Série de tâches |
1. Répondez aux questions suivantes d'après le passage sur le film L'Insoumis :
(a) Sur quoi le film s'achève-t-il ?
(b) Quel film Yves Jeuland a-t-il consacré à quelques mois du hollandisme ?
(c) Quel type de scène est exclu du film ?
2. Poursuivez le passage sur le film L'Insoumis à partir de sa dernière phrase.

Passage retenu |
——————————

Dans cette logique, les stratagèmes de la campagne se confondent avec le discours qu’elle véhicule, et filmer une réunion de travail revient à imprimer un tract. Cela implique deux choses. D’abord, d’exclure du film toute scène à caractère domestique – Mélenchon n’y sort jamais de son rôle de tribun bonhomme dont les mimiques synthétisent le programme. Ensuite, d’épouser la méthode qu’il documente sans jamais s’en distancier, et de mouler la forme sur sa pédagogie ; l’œuvre est le bras filmé du discours et, comme lui, veut s’adresser à l’intelligence du cœur pour faire naître des élans réfléchis. En cela, L’Insoumis est un splendide film de propagande, dans le sens le moins péjoratif qui soit ; un film excellemment construit (voir son ouverture sur le « futur antérieur »), tout entier dévoué à l’économie des discours et cherchant avant tout à relayer un souffle (il s’achève sur un passage de flambeau). Laurent Cibien ou Yves Jeuland, qui a chroniqué quelques mois du hollandisme dans À l’Élysée, un temps de président, calaient leurs films sur la monotonie d’une gouvernance mise en pilote automatique ; eux cherchaient à prosaïser le pouvoir, Perret veut retrouver la ferveur militante et la force épique des prosopopées du peuple.

——————————

Lignes de données |
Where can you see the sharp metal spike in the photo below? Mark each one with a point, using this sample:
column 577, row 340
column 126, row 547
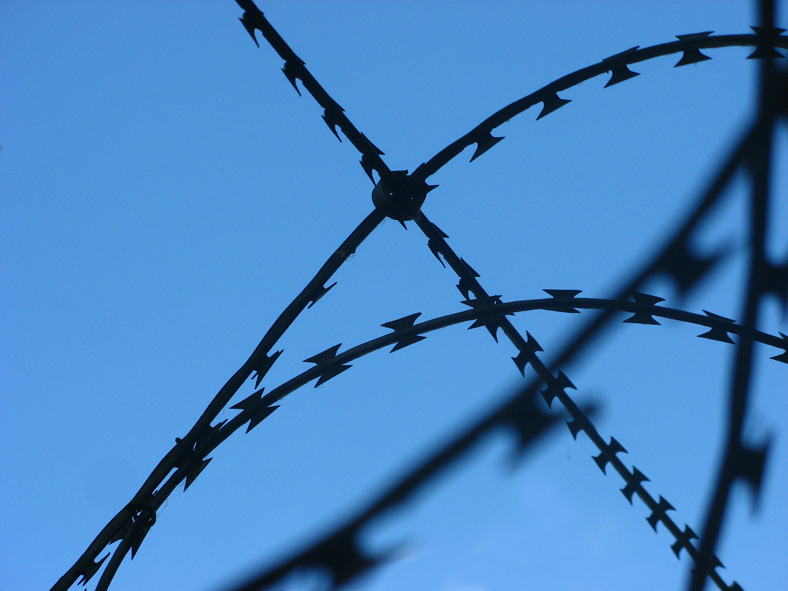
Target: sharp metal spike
column 484, row 143
column 606, row 455
column 319, row 293
column 765, row 48
column 556, row 387
column 718, row 332
column 783, row 357
column 331, row 121
column 659, row 513
column 552, row 102
column 91, row 570
column 634, row 481
column 684, row 541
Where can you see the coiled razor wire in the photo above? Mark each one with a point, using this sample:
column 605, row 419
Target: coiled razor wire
column 400, row 195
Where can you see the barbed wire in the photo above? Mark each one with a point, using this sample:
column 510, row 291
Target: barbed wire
column 400, row 195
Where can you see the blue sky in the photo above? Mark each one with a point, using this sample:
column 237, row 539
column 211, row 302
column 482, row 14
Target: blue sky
column 167, row 193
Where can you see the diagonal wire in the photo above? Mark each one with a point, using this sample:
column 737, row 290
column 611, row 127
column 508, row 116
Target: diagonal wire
column 295, row 69
column 148, row 496
column 740, row 461
column 557, row 389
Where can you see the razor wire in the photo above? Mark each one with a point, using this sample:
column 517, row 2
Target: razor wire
column 399, row 195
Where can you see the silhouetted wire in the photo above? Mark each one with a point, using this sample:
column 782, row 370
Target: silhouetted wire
column 188, row 457
column 742, row 460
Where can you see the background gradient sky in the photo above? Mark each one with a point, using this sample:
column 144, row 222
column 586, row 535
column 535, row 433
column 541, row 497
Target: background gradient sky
column 166, row 193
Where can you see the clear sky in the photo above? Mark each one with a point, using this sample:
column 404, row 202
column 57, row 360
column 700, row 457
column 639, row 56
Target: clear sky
column 166, row 193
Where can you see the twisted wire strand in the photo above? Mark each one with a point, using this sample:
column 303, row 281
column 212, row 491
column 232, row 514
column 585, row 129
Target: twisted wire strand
column 742, row 460
column 152, row 494
column 131, row 524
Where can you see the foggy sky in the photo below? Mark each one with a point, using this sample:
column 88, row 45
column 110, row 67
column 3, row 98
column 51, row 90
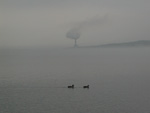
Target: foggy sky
column 38, row 23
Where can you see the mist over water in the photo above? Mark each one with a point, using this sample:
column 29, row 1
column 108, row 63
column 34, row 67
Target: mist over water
column 36, row 80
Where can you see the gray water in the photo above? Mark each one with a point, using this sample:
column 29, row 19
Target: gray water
column 36, row 80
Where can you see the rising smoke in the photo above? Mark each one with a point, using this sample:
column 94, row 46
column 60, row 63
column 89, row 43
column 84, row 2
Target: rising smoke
column 75, row 32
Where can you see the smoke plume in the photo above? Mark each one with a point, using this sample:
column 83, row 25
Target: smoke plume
column 75, row 32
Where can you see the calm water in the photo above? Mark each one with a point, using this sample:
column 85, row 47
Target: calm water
column 36, row 80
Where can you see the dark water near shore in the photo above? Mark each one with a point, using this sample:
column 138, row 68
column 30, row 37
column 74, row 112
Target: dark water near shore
column 35, row 80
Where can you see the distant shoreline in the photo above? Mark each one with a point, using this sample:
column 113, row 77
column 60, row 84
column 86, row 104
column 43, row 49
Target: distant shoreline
column 139, row 43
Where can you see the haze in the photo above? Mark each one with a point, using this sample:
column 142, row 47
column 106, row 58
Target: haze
column 40, row 23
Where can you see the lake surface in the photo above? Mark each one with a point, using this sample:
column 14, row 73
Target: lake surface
column 36, row 80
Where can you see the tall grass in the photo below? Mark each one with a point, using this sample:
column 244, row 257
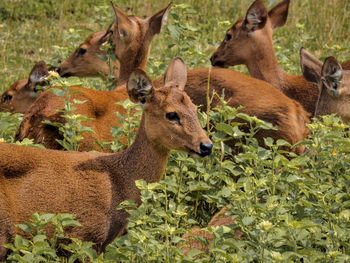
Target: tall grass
column 32, row 30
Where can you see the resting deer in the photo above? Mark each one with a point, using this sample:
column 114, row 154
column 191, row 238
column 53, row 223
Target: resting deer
column 24, row 92
column 249, row 42
column 258, row 98
column 346, row 65
column 91, row 185
column 132, row 36
column 333, row 83
column 85, row 60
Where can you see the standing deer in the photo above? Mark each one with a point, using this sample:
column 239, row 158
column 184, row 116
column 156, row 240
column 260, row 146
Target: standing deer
column 91, row 185
column 24, row 92
column 346, row 65
column 258, row 98
column 132, row 36
column 249, row 42
column 333, row 83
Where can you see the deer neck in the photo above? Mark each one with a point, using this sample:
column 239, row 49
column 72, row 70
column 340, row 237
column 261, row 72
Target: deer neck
column 266, row 67
column 135, row 58
column 322, row 105
column 144, row 159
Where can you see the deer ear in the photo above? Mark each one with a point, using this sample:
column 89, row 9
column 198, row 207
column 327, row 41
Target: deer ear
column 139, row 86
column 37, row 75
column 176, row 73
column 158, row 20
column 106, row 36
column 256, row 17
column 310, row 66
column 278, row 15
column 332, row 74
column 121, row 21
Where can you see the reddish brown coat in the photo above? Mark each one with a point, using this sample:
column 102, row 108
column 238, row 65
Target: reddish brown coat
column 91, row 185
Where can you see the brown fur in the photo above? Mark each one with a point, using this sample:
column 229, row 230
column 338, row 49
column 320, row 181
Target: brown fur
column 255, row 50
column 91, row 185
column 346, row 65
column 88, row 64
column 132, row 52
column 20, row 99
column 333, row 83
column 258, row 98
column 24, row 92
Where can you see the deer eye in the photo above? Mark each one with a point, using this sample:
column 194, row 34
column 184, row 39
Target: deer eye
column 81, row 52
column 172, row 116
column 7, row 97
column 228, row 37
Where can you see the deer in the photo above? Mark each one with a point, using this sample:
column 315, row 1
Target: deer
column 346, row 65
column 93, row 184
column 268, row 104
column 333, row 83
column 249, row 42
column 85, row 61
column 22, row 93
column 132, row 35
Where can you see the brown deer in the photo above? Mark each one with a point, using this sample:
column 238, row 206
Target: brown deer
column 333, row 83
column 346, row 65
column 258, row 98
column 91, row 185
column 24, row 92
column 249, row 42
column 85, row 60
column 132, row 36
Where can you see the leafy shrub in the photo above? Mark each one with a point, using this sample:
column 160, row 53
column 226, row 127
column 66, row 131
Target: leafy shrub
column 71, row 129
column 289, row 208
column 42, row 248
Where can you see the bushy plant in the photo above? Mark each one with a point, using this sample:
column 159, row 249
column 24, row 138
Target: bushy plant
column 71, row 129
column 44, row 247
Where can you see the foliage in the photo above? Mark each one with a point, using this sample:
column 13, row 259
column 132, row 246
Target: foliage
column 42, row 247
column 289, row 208
column 124, row 135
column 71, row 129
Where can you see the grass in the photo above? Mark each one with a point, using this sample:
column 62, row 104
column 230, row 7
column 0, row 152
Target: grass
column 49, row 30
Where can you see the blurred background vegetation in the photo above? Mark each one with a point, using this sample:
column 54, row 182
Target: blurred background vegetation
column 33, row 30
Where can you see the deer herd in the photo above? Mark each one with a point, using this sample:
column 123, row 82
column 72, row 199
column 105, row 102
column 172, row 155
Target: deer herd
column 91, row 185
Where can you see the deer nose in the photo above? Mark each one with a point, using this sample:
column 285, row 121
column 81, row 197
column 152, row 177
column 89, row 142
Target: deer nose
column 206, row 149
column 212, row 58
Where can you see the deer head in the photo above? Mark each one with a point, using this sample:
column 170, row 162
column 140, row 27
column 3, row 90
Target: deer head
column 24, row 92
column 333, row 83
column 170, row 117
column 247, row 39
column 85, row 61
column 132, row 37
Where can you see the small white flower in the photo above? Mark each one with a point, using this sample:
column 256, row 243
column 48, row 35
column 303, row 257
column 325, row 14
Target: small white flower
column 265, row 225
column 53, row 74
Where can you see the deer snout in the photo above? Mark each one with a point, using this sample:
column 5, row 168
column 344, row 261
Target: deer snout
column 205, row 149
column 216, row 62
column 213, row 58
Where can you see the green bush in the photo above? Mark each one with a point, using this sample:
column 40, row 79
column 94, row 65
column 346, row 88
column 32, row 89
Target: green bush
column 289, row 208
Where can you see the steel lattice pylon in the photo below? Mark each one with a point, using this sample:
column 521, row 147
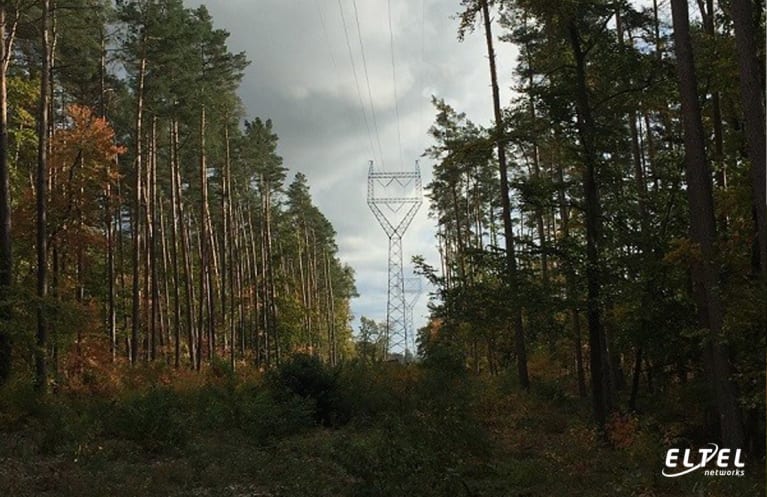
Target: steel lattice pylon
column 413, row 291
column 394, row 211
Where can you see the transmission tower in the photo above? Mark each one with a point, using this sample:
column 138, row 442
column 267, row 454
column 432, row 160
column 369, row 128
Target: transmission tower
column 394, row 198
column 413, row 292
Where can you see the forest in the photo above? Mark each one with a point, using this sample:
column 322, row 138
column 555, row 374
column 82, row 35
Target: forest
column 176, row 318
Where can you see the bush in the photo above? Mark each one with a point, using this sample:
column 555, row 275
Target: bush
column 307, row 378
column 154, row 419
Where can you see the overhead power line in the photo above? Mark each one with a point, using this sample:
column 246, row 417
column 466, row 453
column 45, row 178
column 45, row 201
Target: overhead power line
column 394, row 83
column 367, row 80
column 356, row 81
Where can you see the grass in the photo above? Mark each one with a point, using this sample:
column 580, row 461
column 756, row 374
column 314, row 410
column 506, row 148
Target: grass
column 382, row 431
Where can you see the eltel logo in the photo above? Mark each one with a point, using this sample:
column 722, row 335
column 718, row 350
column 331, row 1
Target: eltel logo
column 721, row 459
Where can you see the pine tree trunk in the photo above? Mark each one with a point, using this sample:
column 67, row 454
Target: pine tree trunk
column 511, row 263
column 136, row 216
column 41, row 186
column 752, row 96
column 703, row 234
column 600, row 373
column 174, row 242
column 6, row 261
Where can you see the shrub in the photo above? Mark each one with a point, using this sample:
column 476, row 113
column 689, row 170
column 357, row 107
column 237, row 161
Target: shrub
column 307, row 378
column 155, row 419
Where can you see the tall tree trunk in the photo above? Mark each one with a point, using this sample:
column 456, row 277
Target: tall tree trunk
column 600, row 386
column 511, row 263
column 6, row 260
column 703, row 233
column 136, row 216
column 752, row 96
column 41, row 375
column 174, row 230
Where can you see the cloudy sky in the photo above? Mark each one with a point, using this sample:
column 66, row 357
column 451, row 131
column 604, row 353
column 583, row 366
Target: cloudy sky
column 301, row 76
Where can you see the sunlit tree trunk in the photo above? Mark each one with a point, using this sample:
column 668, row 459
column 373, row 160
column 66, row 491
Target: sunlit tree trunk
column 511, row 263
column 703, row 234
column 41, row 187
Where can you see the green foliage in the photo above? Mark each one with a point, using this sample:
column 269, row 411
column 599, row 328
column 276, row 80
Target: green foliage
column 155, row 419
column 307, row 378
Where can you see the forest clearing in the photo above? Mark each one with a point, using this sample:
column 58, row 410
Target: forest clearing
column 193, row 305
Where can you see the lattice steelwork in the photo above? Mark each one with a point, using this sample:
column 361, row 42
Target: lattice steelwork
column 413, row 291
column 394, row 198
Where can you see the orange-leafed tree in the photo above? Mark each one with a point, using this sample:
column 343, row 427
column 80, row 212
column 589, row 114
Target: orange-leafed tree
column 82, row 167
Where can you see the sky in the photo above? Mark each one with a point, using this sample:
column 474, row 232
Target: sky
column 301, row 76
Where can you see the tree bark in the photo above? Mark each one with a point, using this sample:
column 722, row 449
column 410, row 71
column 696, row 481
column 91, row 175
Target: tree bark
column 136, row 225
column 752, row 96
column 600, row 381
column 6, row 260
column 703, row 234
column 511, row 263
column 41, row 186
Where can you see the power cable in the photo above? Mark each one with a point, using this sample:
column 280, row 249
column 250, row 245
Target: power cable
column 367, row 80
column 394, row 83
column 356, row 80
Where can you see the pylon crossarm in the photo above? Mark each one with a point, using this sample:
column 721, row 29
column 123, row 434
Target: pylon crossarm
column 407, row 219
column 382, row 220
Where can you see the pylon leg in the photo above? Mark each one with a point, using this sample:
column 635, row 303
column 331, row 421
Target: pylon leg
column 396, row 309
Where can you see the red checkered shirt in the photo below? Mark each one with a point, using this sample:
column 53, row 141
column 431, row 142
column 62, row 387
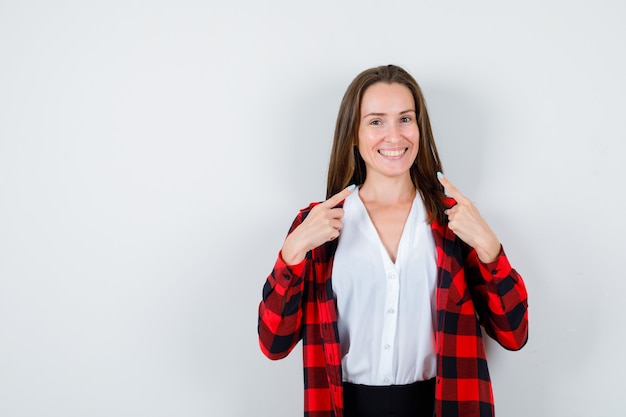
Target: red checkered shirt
column 298, row 303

——————————

Réponses attendues |
1.
(a) Sur un passage de flambeau.
(b) À l'Élysée, un temps de président.
(c) Toute scène à caractère domestique.

2.
Le mélenchonisme s’y prête bien, lui qui prône une politique de l’effusion raisonnée, d’une croyance critique dans laquelle se mêlent identification au corps du tribun et adhésion stratégique au nom de l’adage énoncé au début du film, « la force va à la force ». Seul un tel mouvement combinait rigueur idéologique et charmes de l’incarnation. Le macronisme, lui, repose sur une érotique impériale greffée à l’ancien culte du dauphin royal, impropre à identifier la geste du prince et la chorégraphie d’une multitude qu’il désire muselée. De l’un à l’autre, il y a tout l’écart du tribun au maître. Ce dernier entretient pour seul affect une identification servile à une figure se donnant comme inatteignable. Macron, c’est la sublimation (le pays rajeuni et nacré) et le surmoi (la « grammaire des affaires » comme instance de la loi). Lui aussi mise sur un dosage bien pensé de la libido et de la raison, mais en leur donnant le visage de la castration (le président dispose seul du phallus et impose à tous l’austérité). Il confisque donc l’épique que Perret veut rendre au peuple par l’intermédiaire de son tribun.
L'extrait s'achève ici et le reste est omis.